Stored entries
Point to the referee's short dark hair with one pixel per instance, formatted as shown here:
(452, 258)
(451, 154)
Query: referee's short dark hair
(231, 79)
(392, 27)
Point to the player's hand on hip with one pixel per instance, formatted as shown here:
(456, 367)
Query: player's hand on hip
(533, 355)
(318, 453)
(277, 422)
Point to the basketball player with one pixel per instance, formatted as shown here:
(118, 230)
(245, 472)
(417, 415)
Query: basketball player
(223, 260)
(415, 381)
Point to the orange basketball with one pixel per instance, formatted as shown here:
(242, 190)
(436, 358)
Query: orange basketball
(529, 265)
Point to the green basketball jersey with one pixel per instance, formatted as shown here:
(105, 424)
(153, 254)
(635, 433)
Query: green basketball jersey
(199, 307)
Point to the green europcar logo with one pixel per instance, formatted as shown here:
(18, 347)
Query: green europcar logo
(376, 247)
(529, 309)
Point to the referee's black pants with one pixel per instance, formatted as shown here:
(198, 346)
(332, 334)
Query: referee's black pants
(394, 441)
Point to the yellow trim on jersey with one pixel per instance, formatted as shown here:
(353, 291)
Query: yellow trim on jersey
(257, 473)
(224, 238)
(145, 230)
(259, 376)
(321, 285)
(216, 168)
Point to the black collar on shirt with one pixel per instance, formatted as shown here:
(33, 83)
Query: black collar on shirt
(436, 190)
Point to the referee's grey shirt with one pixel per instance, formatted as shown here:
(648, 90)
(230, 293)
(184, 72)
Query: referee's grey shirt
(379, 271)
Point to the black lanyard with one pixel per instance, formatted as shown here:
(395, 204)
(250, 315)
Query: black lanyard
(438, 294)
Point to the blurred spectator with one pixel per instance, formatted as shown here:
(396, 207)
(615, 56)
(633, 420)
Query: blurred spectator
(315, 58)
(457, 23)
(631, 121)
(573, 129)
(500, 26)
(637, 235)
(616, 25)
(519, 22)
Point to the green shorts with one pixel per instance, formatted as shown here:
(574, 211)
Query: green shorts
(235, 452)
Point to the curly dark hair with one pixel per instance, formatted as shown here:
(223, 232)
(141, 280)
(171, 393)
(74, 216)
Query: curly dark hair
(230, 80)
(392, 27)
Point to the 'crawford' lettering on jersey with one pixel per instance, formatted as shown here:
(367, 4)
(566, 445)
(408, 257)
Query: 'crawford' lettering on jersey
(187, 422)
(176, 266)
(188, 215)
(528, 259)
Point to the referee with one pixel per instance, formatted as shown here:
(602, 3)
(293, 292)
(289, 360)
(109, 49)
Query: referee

#### Set exercise:
Write out exactly the lines starting with the one that holds "Point to the green basketball" and running through the last line above.

#### The response:
Point to the green basketball jersey with one pixel per instance, formatted as shown here:
(105, 424)
(153, 254)
(635, 433)
Query: green basketball jersey
(199, 307)
Point to the green europcar logo with one pixel per instance, formatted as shown here:
(18, 347)
Query: green europcar logo
(376, 247)
(529, 309)
Point to the referee's black pants with one pixel per instance, formatted as shown here:
(198, 346)
(332, 334)
Query: referee's black pants
(394, 441)
Point to the yellow trim on jersey with one pixel per instance, formatted as shown here:
(353, 291)
Query: yellow trim on jersey
(257, 473)
(224, 238)
(145, 230)
(259, 376)
(321, 285)
(216, 168)
Point to the black collar on shirt with one pixel per instance, formatted as shown here:
(33, 83)
Query: black collar on shirt
(436, 190)
Point to the referee's grey shirt with one pixel per instance, formatted as shown here:
(648, 90)
(230, 293)
(184, 72)
Query: referee's grey shirt
(379, 271)
Point to the black lanyard with one pixel per instance, formatted as shown here:
(395, 204)
(250, 315)
Query: black lanyard
(438, 294)
Point to the blurred spectator with one pixel per instance, formatted as shown here:
(396, 207)
(615, 56)
(633, 420)
Query: blurred spectator
(315, 58)
(457, 23)
(631, 121)
(573, 129)
(500, 26)
(637, 235)
(616, 25)
(519, 22)
Point to the green shorts with one pixel per instance, formatted as shown here:
(574, 211)
Query: green shorts
(235, 452)
Point to the curly dark hair with one pixel per instance, formatted as shown here:
(223, 232)
(141, 280)
(171, 393)
(74, 216)
Query: curly dark hair
(230, 80)
(392, 27)
Point to the 'crawford' lettering on jersey with one pixel per instance, formatted as shown here:
(367, 4)
(566, 445)
(408, 257)
Query: 'crawford' lettering on jersey
(187, 422)
(176, 266)
(188, 215)
(528, 259)
Point to the referee with one pixel per instance, formatted as shown here:
(602, 3)
(293, 292)
(289, 360)
(109, 49)
Query: referee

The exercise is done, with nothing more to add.